What is required:
In the records below, find the line that contains "Query: sidewalk" and the line that contains "[[23, 328]]", then retype exactly those two lines and every line between them.

---------- Material for this task

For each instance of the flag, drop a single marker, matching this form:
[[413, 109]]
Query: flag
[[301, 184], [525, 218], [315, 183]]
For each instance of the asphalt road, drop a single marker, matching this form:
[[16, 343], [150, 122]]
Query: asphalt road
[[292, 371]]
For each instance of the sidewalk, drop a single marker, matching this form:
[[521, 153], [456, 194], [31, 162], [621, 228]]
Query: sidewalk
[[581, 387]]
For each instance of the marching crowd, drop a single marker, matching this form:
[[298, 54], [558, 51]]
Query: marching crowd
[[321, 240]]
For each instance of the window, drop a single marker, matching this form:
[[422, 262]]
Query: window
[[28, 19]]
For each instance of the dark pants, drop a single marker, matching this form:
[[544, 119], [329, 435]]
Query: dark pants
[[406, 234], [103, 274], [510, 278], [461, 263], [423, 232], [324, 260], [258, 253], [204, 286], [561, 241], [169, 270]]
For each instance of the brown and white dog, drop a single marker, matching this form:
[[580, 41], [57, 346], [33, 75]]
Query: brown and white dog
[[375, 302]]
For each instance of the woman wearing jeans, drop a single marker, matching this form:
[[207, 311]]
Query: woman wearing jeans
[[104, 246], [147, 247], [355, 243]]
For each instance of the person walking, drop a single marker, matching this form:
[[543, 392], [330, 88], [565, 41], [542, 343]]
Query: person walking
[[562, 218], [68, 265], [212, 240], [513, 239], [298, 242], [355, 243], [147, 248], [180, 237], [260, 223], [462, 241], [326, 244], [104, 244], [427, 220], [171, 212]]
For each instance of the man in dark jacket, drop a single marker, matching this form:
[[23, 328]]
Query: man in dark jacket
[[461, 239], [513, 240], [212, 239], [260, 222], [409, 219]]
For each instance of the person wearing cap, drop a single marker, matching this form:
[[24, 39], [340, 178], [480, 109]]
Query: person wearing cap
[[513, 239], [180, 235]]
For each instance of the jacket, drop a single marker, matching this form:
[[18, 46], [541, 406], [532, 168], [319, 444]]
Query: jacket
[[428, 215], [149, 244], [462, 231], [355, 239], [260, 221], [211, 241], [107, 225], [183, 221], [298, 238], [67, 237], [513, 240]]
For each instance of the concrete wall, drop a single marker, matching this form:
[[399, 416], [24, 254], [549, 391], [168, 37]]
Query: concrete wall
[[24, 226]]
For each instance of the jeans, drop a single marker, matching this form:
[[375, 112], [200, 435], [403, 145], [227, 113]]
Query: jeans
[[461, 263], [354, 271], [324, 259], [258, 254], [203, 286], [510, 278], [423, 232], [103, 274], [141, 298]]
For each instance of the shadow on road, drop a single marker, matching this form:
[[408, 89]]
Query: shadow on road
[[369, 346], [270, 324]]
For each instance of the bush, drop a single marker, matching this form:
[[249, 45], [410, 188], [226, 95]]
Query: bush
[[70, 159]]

--------------------

Solved problem:
Query: sidewalk
[[581, 387]]
For each instance of the marching crowd, drop a single marker, matching this form:
[[298, 54], [558, 51]]
Query: marching crowd
[[321, 240]]
For each instance of the window, drop a single marker, matching this form:
[[422, 262]]
Query: window
[[28, 19]]
For each instance of the dark pants, drop a single marker, matching this form:
[[544, 119], [329, 435]]
Query: dark pants
[[406, 234], [103, 274], [510, 278], [461, 263], [423, 232], [324, 260], [258, 253], [204, 286], [561, 241], [169, 270]]
For each instance of the brown and white dog, drop a single marker, matching this form:
[[580, 41], [57, 346], [33, 75]]
Query: brown and white dog
[[375, 302]]
For each instance of the woman wearing jeans, drop a single marker, matching this form:
[[207, 311]]
Query: woman wearing jeans
[[104, 246], [147, 247], [355, 243]]
For each instance of the person walking, drop a single marker, matching this form:
[[543, 392], [330, 88], [565, 41], [542, 343]]
Query: person walking
[[562, 218], [68, 265], [212, 240], [513, 239], [298, 242], [355, 243], [147, 248], [180, 237], [260, 223], [462, 241], [326, 244], [104, 244], [427, 220], [171, 212]]
For each instance of the man in dark jacket, drop a single marker, matching this form:
[[23, 328]]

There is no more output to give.